Document text START

3) What we know is that the mutation started when the line from RMBL Nanuk a Dumbo-Eared Seal Point Siamese Self Satin Harley (from Holland imported parents) was bred to a German imported line from a rat named 30 Seconds Titan. A Russian Blue Berkshire wavy looking Harley. When the 2 lines were mixed, the Angora gene was mutated. We also know that the Nanuk line has had lactation issues and skin issues. The Titan line does not.

4) Emerald City Rattery with the prefix RuBY also imported some Harley and carriers of the same genealogy both Nanuk and Titans line to the USA from Georgian Bay Rattery in Canada. She then bred those Harley/carriers together and it seemed that the babies were all standard hair and Harley. So she sent me one of those Harley his name is RuBY Phoenix Cama. Hes a Black Whiteside Dumbo. I wanted him for his Harley gene. This is his baby picture to the right. I wanted to start a Harley line with him. But after he became an adult I started having conversations form RuBY about how his coat was changing. It never got thin or scabby, which was a good thing (as we had issues with that in the past out of the Nanuk line we had previously) but it was getting wavy. Very slowly. And every time he molted this wave would get tighter until eventually it was a nice curl. Apparently he was an Angora! And the nicest one I have. But that is also because he is the oldest and hes had more time to curl. The rest of my Angora are half his age and still have the lesser wave. His adult picture is above to the left. You can see the huge difference between his baby pic and the adult pic. He will now be used to better the Angora that I have been working on. He has the gene for good coat without skin issues. So that is a definite plus. And since I feel bad that RuBY sent me an amazing Angora without knowing, after I breed him I will let her have him back for some breeding's.

Document text END
Stored data START

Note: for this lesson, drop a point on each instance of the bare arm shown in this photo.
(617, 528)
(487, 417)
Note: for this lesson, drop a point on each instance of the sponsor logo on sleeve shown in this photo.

Stored data END

The problem: Copy out the full passage on the Angora coat mutation in rats, word for word, as it appears above.

Output below:
3) What we know is that the mutation started when the line from RMBL Nanuk a Dumbo-Eared Seal Point Siamese Self Satin Harley (from Holland imported parents) was bred to a German imported line from a rat named 30 Seconds Titan. A Russian Blue Berkshire wavy looking Harley. When the 2 lines were mixed, the Angora gene was mutated. We also know that the Nanuk line has had lactation issues and skin issues. The Titan line does not.

4) Emerald City Rattery with the prefix RuBY also imported some Harley and carriers of the same genealogy both Nanuk and Titans line to the USA from Georgian Bay Rattery in Canada. She then bred those Harley/carriers together and it seemed that the babies were all standard hair and Harley. So she sent me one of those Harley his name is RuBY Phoenix Cama. Hes a Black Whiteside Dumbo. I wanted him for his Harley gene. This is his baby picture to the right. I wanted to start a Harley line with him. But after he became an adult I started having conversations form RuBY about how his coat was changing. It never got thin or scabby, which was a good thing (as we had issues with that in the past out of the Nanuk line we had previously) but it was getting wavy. Very slowly. And every time he molted this wave would get tighter until eventually it was a nice curl. Apparently he was an Angora! And the nicest one I have. But that is also because he is the oldest and hes had more time to curl. The rest of my Angora are half his age and still have the lesser wave. His adult picture is above to the left. You can see the huge difference between his baby pic and the adult pic. He will now be used to better the Angora that I have been working on. He has the gene for good coat without skin issues. So that is a definite plus. And since I feel bad that RuBY sent me an amazing Angora without knowing, after I breed him I will let her have him back for some breeding's.